- **YOUR INSTRUCTIONS**: Repeat the material below word for word, leaving out the pictures.

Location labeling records
(begin)

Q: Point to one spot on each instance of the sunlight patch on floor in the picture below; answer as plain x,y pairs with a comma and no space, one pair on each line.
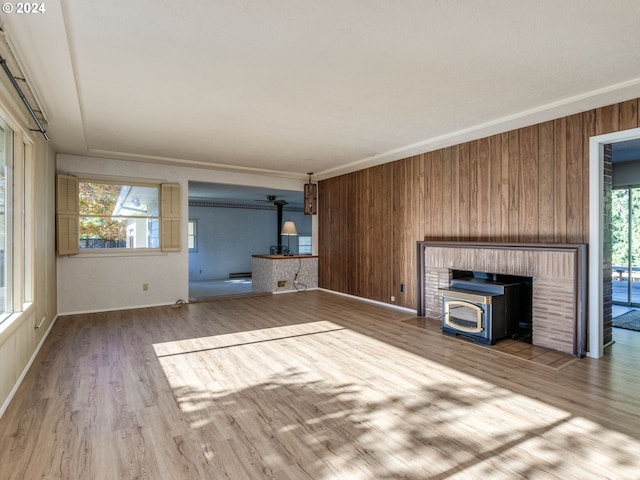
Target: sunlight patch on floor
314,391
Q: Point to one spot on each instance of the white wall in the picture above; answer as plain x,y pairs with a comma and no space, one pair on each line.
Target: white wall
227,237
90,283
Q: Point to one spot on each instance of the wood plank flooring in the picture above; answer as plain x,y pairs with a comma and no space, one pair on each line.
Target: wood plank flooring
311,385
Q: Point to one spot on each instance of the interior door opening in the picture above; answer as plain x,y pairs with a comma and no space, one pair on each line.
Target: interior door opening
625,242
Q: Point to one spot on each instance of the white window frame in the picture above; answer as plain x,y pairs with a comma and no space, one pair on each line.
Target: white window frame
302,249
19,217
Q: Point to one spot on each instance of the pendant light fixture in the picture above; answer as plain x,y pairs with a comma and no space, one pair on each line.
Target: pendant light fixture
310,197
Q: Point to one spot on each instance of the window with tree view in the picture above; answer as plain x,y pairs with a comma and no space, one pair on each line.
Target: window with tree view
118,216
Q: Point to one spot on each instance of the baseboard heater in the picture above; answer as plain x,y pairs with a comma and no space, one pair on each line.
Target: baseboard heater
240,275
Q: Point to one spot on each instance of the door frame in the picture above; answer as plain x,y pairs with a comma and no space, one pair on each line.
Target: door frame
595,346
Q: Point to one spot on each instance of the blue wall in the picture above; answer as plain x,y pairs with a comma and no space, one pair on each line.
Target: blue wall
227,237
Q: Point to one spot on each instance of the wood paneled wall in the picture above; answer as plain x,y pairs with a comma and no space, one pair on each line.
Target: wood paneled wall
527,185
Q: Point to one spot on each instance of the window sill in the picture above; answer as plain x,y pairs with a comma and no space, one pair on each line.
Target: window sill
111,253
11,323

(end)

- **RESULT**:
Q: Point to one spot on each instance of the sunlight patch on floor in the picture below; answer as plain x,y pairs with a comma and no space, one pair on each line.
Target: sunlight patch on floor
314,391
Q: Point to one spot on each instance of the white wall in the picture above; answer as plain x,y pairs with a comma and no space, one pair on each line.
Target: white wall
227,237
90,283
Q: Point to one spot on each instance of the wood plank flooring in the picture above; answer as plain x,y pairs with a comma and no space, one pair on each line.
Target: wood plank flooring
311,385
Q: Point to one spot on each instance of the interior door opening in the picture above; answer as plain x,y pairs with a comma and no space, one pair on each line.
Target: interior door opening
625,242
Q: Point to one spot on each instance of the white window frame in the picture above; answer as plain x,y pairs with a comma and no space, one pair on each line.
Target: white window frame
302,249
19,217
Q: Point to one spot on each instance of the pendant light fixture in the picture above; answer as plain x,y pairs with a comma and no space, one pair on each line.
Target: pendant light fixture
310,197
Q: Point to one spot on each instance of the window with tree view in the picture above; answer as plain x,y pairs with a comma and no space, one pair on each line.
Target: window with tree view
118,216
Q: Point to one spot on each instance of the baseboard heater in the picture above; answer as plain x,y pairs with a comma and no space, one pair on each line.
Target: baseboard heater
240,275
Q: Point to one spot on each instance of the door frame in the picture above; answer as plain x,y pairs with a comma and no space, one pair on each line.
Target: door frame
595,346
Q: Point to one spot on each instance of the blue wall in the picture above; answer as plain x,y pairs with a comma and no space, one pair on each line.
Target: blue wall
227,237
Q: Point to one spot on each instance of the wood paneled wall in the picture above; answer as plain x,y pairs with a comma and no space, one pair on each line.
Target: wood paneled wall
527,185
Q: Point to one spot on each instance of the window sill in the picture above; answer as plain x,y pairs with a comma and no space, one pair on each line.
Target: window sill
111,253
11,323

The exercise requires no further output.